Please rewrite the part of the records that opens with the line containing "Where can you find the 'crown" and runs through the end of the records, with every line kept in place. Scale each pixel coordinate by 1.45, rounding to whole numbers with halves rounded up, and leave the lines without coordinates unchanged.

- _RECORDS FOR THIS TASK_
========
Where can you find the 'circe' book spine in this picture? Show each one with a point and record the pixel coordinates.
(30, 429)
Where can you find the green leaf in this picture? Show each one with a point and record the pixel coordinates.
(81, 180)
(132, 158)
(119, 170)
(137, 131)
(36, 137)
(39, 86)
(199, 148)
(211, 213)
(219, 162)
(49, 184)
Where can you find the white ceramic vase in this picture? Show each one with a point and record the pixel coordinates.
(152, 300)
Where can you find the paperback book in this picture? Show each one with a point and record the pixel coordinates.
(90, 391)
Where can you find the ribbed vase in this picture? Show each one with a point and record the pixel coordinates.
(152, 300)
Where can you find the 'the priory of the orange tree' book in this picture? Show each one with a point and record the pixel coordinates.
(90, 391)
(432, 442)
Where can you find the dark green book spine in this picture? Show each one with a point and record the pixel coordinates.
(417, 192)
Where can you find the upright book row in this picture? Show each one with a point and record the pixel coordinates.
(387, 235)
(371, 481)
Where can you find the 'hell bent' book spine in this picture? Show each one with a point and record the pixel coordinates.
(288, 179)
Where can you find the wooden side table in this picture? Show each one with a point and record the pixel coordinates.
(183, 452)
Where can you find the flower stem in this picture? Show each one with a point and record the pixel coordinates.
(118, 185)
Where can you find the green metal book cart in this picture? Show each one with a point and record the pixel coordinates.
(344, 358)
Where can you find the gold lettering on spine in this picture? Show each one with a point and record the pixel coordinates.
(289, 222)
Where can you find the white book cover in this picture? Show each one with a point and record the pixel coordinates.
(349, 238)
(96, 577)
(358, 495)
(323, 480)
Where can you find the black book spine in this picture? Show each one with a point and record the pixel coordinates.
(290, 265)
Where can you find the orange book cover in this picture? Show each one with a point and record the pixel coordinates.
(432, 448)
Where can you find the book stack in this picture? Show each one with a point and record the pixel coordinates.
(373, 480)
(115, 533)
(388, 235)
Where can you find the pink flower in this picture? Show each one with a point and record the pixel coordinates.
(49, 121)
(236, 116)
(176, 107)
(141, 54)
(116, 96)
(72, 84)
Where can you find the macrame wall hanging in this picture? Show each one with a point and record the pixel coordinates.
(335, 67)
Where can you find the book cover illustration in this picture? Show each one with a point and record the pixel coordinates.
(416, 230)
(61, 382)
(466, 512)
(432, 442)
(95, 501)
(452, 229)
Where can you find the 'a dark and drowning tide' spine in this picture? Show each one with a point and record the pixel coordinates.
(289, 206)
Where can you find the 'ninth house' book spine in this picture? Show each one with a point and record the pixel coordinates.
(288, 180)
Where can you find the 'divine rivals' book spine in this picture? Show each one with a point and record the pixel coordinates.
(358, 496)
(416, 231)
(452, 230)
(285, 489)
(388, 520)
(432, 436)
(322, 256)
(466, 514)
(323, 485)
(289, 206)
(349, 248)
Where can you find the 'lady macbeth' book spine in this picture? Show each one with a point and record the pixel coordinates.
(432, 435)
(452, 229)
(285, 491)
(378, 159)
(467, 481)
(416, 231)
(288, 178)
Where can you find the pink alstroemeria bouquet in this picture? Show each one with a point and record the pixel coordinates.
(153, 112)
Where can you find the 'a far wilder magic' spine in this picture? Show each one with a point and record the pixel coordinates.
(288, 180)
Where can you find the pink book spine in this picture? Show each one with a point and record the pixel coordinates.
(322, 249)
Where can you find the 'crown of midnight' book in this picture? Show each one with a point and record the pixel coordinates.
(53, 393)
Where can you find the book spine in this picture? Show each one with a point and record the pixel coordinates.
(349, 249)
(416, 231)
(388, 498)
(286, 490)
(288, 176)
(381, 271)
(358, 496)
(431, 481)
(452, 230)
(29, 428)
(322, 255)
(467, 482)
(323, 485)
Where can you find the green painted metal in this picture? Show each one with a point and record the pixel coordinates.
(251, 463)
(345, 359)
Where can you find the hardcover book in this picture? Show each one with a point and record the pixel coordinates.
========
- _SOLUTION TO THE PROBLEM_
Where can you find the 'crown of midnight' book in this picture? Show each one with a point and record the pixel coordinates.
(77, 570)
Where can you find the book spine in this picture? Show each one with a point and record the pixel coordinates.
(506, 361)
(603, 335)
(563, 722)
(415, 711)
(418, 255)
(552, 393)
(519, 719)
(625, 697)
(655, 334)
(42, 621)
(467, 370)
(677, 699)
(468, 703)
Where can you find the green painted metal in this picture? Show each one with a point and record the pixel coordinates.
(364, 671)
(500, 521)
Where can you find the hardcover book in this picture? Show each one with a point and record the pixel coordinates.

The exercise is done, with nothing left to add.